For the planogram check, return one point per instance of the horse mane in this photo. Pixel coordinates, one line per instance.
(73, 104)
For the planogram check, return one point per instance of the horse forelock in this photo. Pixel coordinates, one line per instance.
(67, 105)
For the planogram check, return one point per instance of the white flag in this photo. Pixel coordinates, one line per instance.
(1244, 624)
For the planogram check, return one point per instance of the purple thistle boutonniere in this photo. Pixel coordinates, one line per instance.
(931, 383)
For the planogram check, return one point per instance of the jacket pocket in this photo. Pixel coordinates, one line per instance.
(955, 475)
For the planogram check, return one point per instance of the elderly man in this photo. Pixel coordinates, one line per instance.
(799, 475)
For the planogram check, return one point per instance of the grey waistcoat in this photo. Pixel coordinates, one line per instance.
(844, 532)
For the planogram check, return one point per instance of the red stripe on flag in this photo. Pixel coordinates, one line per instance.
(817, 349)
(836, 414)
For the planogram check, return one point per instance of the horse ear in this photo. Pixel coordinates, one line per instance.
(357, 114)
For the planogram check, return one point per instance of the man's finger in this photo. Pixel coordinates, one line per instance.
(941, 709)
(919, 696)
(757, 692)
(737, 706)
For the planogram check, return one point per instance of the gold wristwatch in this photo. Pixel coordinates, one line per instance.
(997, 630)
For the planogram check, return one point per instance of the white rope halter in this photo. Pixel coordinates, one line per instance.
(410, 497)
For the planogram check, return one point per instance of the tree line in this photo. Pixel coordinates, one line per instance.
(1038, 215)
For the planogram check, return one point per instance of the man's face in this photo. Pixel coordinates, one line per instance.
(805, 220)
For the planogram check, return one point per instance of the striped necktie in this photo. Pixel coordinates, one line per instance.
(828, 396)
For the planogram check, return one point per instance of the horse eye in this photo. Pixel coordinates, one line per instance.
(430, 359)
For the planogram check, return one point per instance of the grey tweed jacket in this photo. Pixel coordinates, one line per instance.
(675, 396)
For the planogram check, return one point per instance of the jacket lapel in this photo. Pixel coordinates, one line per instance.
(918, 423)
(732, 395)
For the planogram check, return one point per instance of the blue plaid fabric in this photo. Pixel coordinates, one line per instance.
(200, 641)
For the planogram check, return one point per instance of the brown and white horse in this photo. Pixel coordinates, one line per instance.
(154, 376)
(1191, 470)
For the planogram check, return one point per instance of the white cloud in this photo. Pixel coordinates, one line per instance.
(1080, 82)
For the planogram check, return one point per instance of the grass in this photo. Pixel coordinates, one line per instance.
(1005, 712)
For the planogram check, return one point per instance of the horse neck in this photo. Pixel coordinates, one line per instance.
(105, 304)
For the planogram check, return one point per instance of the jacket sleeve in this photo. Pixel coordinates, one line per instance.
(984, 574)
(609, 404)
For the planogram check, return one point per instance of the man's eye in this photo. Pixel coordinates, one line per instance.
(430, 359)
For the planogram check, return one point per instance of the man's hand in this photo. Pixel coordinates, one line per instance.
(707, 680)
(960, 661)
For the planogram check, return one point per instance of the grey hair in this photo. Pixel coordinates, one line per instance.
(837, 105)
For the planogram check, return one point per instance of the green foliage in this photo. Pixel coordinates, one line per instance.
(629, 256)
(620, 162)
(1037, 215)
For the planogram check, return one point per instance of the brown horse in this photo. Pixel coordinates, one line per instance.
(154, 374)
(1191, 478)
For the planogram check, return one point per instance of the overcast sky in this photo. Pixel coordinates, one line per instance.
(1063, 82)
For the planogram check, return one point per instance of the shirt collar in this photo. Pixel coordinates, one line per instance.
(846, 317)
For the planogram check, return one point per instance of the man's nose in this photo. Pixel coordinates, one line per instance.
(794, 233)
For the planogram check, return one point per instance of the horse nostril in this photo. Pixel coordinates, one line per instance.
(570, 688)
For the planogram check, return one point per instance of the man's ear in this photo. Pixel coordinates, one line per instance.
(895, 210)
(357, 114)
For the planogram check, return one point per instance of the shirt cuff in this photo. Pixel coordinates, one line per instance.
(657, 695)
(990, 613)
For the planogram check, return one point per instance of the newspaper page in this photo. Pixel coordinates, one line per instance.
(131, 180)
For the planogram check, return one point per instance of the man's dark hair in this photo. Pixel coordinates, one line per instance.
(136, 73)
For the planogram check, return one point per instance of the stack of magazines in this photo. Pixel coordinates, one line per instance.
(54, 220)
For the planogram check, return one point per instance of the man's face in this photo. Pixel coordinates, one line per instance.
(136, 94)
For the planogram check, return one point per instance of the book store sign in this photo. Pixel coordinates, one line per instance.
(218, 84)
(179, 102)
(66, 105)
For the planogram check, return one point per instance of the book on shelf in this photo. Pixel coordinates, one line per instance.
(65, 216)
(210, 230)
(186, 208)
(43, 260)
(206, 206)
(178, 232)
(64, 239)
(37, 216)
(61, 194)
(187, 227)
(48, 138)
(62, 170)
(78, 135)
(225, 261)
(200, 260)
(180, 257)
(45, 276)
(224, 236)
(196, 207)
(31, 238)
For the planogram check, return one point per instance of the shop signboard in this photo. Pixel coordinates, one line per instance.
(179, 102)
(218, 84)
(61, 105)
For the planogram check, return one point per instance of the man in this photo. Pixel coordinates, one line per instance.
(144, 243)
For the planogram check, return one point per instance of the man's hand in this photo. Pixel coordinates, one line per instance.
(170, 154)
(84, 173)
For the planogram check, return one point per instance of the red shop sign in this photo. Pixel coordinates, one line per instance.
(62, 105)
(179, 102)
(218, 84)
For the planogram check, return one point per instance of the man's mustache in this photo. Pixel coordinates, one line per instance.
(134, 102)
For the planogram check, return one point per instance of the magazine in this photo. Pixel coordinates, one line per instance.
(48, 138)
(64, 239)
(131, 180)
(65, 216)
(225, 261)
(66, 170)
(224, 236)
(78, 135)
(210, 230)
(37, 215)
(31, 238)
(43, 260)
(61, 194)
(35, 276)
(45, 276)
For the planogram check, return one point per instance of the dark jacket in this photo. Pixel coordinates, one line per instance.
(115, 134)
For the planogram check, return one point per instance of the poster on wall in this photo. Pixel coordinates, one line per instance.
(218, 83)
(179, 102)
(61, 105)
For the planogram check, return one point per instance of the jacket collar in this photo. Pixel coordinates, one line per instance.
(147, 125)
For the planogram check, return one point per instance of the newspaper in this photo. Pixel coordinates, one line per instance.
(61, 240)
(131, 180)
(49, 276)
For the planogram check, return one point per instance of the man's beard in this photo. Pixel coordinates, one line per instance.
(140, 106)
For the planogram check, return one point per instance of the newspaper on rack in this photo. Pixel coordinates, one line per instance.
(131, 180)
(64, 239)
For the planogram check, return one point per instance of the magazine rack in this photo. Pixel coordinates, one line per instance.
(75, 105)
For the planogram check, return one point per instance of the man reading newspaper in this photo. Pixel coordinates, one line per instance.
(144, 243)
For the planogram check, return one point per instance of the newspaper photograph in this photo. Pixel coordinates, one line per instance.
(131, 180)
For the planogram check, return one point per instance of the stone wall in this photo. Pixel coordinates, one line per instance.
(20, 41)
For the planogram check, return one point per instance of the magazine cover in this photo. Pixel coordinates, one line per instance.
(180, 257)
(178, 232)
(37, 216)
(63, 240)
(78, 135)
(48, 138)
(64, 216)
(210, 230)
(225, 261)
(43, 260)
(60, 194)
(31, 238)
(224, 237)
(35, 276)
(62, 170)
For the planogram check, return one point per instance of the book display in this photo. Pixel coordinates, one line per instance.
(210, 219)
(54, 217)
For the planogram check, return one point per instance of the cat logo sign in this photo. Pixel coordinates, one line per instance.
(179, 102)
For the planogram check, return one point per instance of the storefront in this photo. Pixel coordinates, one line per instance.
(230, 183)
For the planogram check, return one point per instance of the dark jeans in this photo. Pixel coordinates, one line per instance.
*-*-*
**JOB**
Output each record precisely as given.

**RESULT OF THIS EXERCISE**
For the planogram check, return one point per instance of the horse mane in this photo. Pixel coordinates, one line per instance.
(73, 104)
For the planogram check, return one point per instance of the horse forelock in this photo. Pixel coordinates, one line per instance.
(67, 105)
For the planogram check, return one point per instance of the white flag in this photo. Pixel coordinates, one line per instance.
(1244, 624)
For the planogram check, return one point per instance of the purple thistle boutonniere in this photo. Pixel coordinates, one line per instance.
(931, 383)
For the planogram check, return one point per instance of the jacket pocket in this photo. Pixel coordinates, one line per instance.
(955, 475)
For the planogram check, return one point per instance of the elderly man in this photo. Pixel coordinates, one line per instance.
(799, 475)
For the planogram check, return one point per instance of the grey waistcoat in this photo. Pixel coordinates, one line per instance.
(844, 532)
For the planogram check, return one point per instance of the red stripe on flag in this photo. Pixel coordinates, one line per instance.
(817, 349)
(836, 414)
For the planogram check, return one point per instance of the horse ear in this photo. Pixel coordinates, one line per instance.
(357, 114)
For the planogram check, return one point per instance of the man's finger in this photo. Pixel coordinates, one line per instance.
(941, 709)
(919, 696)
(757, 692)
(737, 706)
For the planogram check, return one point per instance of the gold wristwatch in this photo. Pixel coordinates, one line per instance.
(997, 630)
For the planogram check, return one point per instance of the white rope halter in this photo. Pixel coordinates, one line per instance.
(410, 497)
For the planogram check, return one point per instance of the tree line in this photo. Pixel coordinates, one line per instance.
(1038, 215)
For the planogram check, return one point per instance of the man's face in this photo. Pixel coordinates, one line per instance.
(805, 220)
For the planogram check, return one point per instance of the striped necktie in this photo. Pixel coordinates, one line per instance.
(828, 396)
For the planogram check, return one point per instance of the horse eye in this photo. Pixel coordinates, one line per instance.
(430, 359)
For the planogram check, return one point per instance of the grey tweed jacket in this photo. Pixel coordinates, one line per instance.
(675, 396)
For the planogram check, return one point per instance of the jacket lapel in this photo. Pixel coordinates, one line per instance.
(918, 423)
(732, 395)
For the planogram check, return one point per instance of the blue plaid fabric in this photo. Pixel coordinates, one line per instance.
(200, 641)
For the planogram check, return one point per instance of the brown and white horse in this photo. Pixel coordinates, one line per instance.
(154, 376)
(1191, 470)
For the planogram check, return one point per instance of the white cloud in this photo. Pixel coordinates, one line per instance.
(1080, 82)
For the planogram check, return one point per instance of the grass in this photo. Pixel coordinates, one line per instance.
(1005, 712)
For the planogram check, return one point per instance of the horse neck in this photo. Pixel coordinates, one line per instance.
(105, 304)
For the planogram check, return one point per instance of the jacket sleeve in this photo. Pixel coordinates, one line per instance.
(984, 574)
(609, 404)
For the planogram check, return one point per instance of the man's eye in this photo. Pixel coordinates, one line per instance.
(430, 359)
For the planogram check, return one point per instance of the man's hand in this photo. Pixel coordinates, one line per instance.
(707, 680)
(960, 661)
For the planogram check, return one point per instance of the grey hair in this photo. Pixel coordinates, one line per instance.
(837, 105)
For the planogram check, return one point per instance of the green foliage in this photo. Pixel coordinates, one line per instance.
(629, 256)
(620, 162)
(1037, 215)
For the planogram check, return one point per instance of the brown horse in this photo. Pixel coordinates, one line per instance.
(154, 374)
(1191, 478)
For the planogram check, return one point per instance of the overcast sky in this photo. Pixel coordinates, one line per instance.
(1063, 82)
For the planogram check, return one point per instance of the shirt collar in this photo. Pixel coordinates, one line per instance.
(846, 317)
For the planogram check, return one point per instance of the man's nose in this photo. Pixel coordinates, one line per instance.
(794, 233)
For the planogram check, return one point per instance of the horse nostril in this photo. Pixel coordinates, one line per instance.
(570, 688)
For the planogram check, return one point per instance of the man's ear in this photo. Pixel coordinates, one line per instance.
(895, 210)
(357, 114)
For the planogram check, return one point per instance of the shirt cuff in this photo. Pixel coordinates, one line per instance.
(657, 695)
(990, 613)
For the planogram check, return one point per instance of the newspaper page in this photo. Pixel coordinates, one line per instance.
(131, 180)
For the planogram check, return one point per instance of the man's dark hair in this photo. Pixel coordinates, one line per instance.
(136, 73)
For the planogram check, return one point per instance of the stack of magazines in this photo. Pixel coordinates, one line per instance.
(54, 220)
For the planogram check, return one point per instance of the man's face in this photo. Pixel coordinates, one line per instance.
(136, 94)
For the planogram check, return one point per instance of the book store sign in this photo. Pixel coordinates, one line per instance.
(218, 84)
(179, 102)
(66, 105)
For the planogram check, return one point per instance of the book on shelf in this photo. Pixel coordinates, one line per instance.
(65, 216)
(210, 230)
(186, 208)
(43, 260)
(206, 206)
(178, 232)
(64, 239)
(37, 216)
(61, 194)
(187, 227)
(48, 138)
(62, 170)
(78, 135)
(225, 261)
(200, 260)
(180, 257)
(45, 276)
(224, 236)
(196, 207)
(31, 238)
For the planogram check, return one point per instance of the shop signboard in this photo. Pixel coordinates, one line per instance.
(179, 102)
(218, 84)
(61, 105)
For the planogram check, return one point per instance of the man in this photo. Pixel coordinates, one line per instance.
(144, 243)
For the planogram check, return one point per instance of the man's hand in this photo. Pixel coordinates, one line per instance.
(170, 154)
(84, 173)
For the planogram check, return one point per instance of the red shop sign in this photo. Pixel coordinates, one line per instance.
(62, 105)
(179, 102)
(218, 84)
For the planogram check, return one point per instance of the man's mustache in this photo. Pixel coordinates, one line per instance.
(134, 102)
For the planogram check, return one point per instance of the magazine in this photo. Pixel coordinates, one line per instance.
(48, 138)
(64, 239)
(131, 180)
(65, 216)
(225, 261)
(66, 170)
(224, 236)
(78, 135)
(210, 230)
(37, 215)
(31, 238)
(43, 260)
(61, 194)
(35, 276)
(45, 276)
For the planogram check, return one point per instance of the dark jacket in this photo. Pixel coordinates, one line per instance.
(115, 134)
For the planogram check, return one point per instance of the poster on wall in this photo. Pixel coordinates, one line per instance.
(218, 83)
(179, 102)
(61, 105)
For the planogram check, return one point per instance of the jacket collar in this photo. Pixel coordinates, one line per instance.
(147, 125)
For the planogram check, return one point per instance of the newspaper in this photo. Pixel coordinates, one line per instance.
(61, 240)
(131, 180)
(49, 276)
For the planogram check, return one point per instance of the man's beard in this photo. Pixel coordinates, one line per instance.
(140, 106)
For the planogram check, return one point per instance of the newspaper on rack in this photo. Pixel coordinates, one line per instance.
(131, 180)
(64, 239)
For the planogram check, return one point per instance of the magazine rack in this photo. Pixel coordinates, one line per instance.
(75, 105)
For the planogram check, return one point per instance of the man reading newspaper in this photo. Pixel coordinates, one line per instance.
(144, 243)
For the planogram check, return one point per instance of the newspaper photograph in this photo. Pixel coordinates, one line per instance.
(131, 180)
For the planogram check, return one point per instance of the stone wall in this photo. Pixel coordinates, one line per instance.
(20, 41)
For the planogram check, return one point per instance of the magazine cover in this photo. Pixel coordinates, one line per instance.
(180, 257)
(178, 232)
(37, 216)
(63, 240)
(78, 135)
(48, 138)
(64, 216)
(210, 230)
(225, 261)
(43, 260)
(60, 194)
(31, 238)
(224, 237)
(35, 276)
(62, 170)
For the planogram check, return one point per instance of the book display in this photo. Pixel coordinates, one line per instance.
(210, 219)
(54, 217)
For the planogram check, return one point per instance of the cat logo sign in this photo. Pixel coordinates, one line per instance.
(179, 102)
For the planogram check, return one point per instance of the storefront in this photo. Pixel coordinates, one line per instance.
(230, 183)
For the planogram check, return one point per instance of the dark jeans in this photo. Pixel coordinates, one line per instance.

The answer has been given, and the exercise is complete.